DOCUMENT TEXT.
## Start

Here, in satisfaction of their prima facie burden, plaintiffs present uncontradicted testimony that Miller slipped and fell on an unsafe icy condition present on the walkway of the subject premises in violation of section 28-301.1. Furthermore, in support of their argument that defendant had either actual or constructive notice of the unsafe condition, they submit Pomeranz's affidavit stating that (1) the ponding water was a result of "improper construction of the sidewalk and curb" and (2) that the varying colors and textures of the concrete indicated repair work on the subject walkway after its initial construction. They also highlight NYCHA's Building Inspection Reports for December 5, 2007 and September 4, 2007. which reflect that the walkways at the subject premises were in "good" condition, and the groundskeeper log, maintained and signed by Gwendolyn Bell, which showed that the premises had been inspected at 2:40 p.m. on the day of the accident, as well as two times the day before. Such evidence is sufficient to infer that defendant knew or should have known about either the presence of an icy hazard or a poorly installed concrete walkway which would result in icy hazards.

## End

YOUR INSTRUCTIONS.
According to the court excerpt, at what time on the day of the accident were the premises inspected, as shown in the groundskeeper log? You will not need the listing.

DATA LISTING.
## Start

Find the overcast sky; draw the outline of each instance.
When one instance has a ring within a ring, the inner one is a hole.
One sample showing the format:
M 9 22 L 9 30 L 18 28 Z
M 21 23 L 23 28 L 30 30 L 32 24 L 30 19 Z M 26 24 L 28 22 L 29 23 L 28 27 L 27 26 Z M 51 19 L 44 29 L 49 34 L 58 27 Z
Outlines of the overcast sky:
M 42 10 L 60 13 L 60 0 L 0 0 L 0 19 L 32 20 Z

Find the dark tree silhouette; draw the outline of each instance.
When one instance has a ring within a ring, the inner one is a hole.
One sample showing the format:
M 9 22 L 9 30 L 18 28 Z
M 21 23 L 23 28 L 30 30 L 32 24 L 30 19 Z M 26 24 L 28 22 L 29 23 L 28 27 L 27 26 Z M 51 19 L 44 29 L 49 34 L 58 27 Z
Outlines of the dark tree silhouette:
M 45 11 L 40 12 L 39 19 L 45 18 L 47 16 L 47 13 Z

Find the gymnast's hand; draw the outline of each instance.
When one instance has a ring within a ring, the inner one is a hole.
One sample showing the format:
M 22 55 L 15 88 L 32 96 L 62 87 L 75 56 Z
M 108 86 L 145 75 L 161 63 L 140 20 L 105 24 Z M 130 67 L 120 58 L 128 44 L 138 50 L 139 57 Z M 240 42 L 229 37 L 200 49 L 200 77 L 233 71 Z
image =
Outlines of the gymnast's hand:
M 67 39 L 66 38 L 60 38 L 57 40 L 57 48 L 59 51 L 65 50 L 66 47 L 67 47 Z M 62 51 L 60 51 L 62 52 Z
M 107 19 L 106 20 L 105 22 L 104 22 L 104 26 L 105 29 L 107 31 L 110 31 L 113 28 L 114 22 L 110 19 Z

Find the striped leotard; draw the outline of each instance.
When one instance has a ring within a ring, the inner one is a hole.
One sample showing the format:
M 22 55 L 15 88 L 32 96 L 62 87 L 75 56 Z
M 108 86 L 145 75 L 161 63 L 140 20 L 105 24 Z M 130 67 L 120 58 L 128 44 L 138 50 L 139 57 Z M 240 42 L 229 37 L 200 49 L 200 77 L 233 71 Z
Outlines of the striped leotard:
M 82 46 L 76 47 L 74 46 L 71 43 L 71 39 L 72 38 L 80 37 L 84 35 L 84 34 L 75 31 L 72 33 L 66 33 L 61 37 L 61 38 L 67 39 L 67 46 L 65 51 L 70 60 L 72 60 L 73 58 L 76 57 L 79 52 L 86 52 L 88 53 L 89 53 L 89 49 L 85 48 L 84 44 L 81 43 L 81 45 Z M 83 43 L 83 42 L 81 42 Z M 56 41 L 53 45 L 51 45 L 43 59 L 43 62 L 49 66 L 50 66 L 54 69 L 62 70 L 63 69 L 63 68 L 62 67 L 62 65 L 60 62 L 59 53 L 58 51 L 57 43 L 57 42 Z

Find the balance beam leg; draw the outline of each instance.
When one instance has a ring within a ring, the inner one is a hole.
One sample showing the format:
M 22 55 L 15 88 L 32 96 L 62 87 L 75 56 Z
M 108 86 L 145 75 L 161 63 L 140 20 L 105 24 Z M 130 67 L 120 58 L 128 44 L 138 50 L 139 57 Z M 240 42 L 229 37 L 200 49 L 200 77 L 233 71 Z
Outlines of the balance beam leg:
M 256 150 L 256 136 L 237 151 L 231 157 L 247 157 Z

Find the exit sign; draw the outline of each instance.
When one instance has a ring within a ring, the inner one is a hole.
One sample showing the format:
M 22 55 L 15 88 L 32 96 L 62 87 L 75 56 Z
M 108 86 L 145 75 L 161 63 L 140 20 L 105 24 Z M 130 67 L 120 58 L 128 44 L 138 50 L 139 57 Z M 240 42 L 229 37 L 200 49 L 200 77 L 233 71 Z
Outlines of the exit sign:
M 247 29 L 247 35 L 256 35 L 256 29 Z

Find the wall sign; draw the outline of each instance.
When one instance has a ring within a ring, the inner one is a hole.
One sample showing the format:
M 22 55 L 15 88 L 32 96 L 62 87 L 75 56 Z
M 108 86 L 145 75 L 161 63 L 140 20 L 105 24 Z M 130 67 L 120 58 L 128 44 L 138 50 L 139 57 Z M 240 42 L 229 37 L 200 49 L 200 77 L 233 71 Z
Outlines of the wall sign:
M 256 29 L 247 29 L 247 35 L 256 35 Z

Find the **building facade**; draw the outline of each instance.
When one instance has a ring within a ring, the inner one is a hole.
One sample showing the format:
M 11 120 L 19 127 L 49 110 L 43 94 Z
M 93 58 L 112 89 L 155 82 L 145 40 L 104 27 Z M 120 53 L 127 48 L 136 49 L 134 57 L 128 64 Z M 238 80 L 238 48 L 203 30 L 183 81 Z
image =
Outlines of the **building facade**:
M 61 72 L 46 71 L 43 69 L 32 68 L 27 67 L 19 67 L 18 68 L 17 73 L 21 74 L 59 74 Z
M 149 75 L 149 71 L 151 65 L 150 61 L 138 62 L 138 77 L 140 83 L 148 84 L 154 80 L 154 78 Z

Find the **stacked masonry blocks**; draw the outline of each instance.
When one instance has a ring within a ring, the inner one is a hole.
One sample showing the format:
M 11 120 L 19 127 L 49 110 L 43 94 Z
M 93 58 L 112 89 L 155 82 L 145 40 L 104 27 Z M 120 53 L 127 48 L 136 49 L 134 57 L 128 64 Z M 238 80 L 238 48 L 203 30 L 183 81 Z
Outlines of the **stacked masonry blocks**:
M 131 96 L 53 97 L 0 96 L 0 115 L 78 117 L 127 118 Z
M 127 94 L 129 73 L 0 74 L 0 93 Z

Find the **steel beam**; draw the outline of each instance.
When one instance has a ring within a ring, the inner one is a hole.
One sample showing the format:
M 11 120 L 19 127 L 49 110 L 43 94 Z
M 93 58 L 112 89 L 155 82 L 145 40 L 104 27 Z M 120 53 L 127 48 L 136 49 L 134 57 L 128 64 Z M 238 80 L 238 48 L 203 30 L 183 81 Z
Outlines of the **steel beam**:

## End

ANSWER TO THE TASK.
2:40 p.m.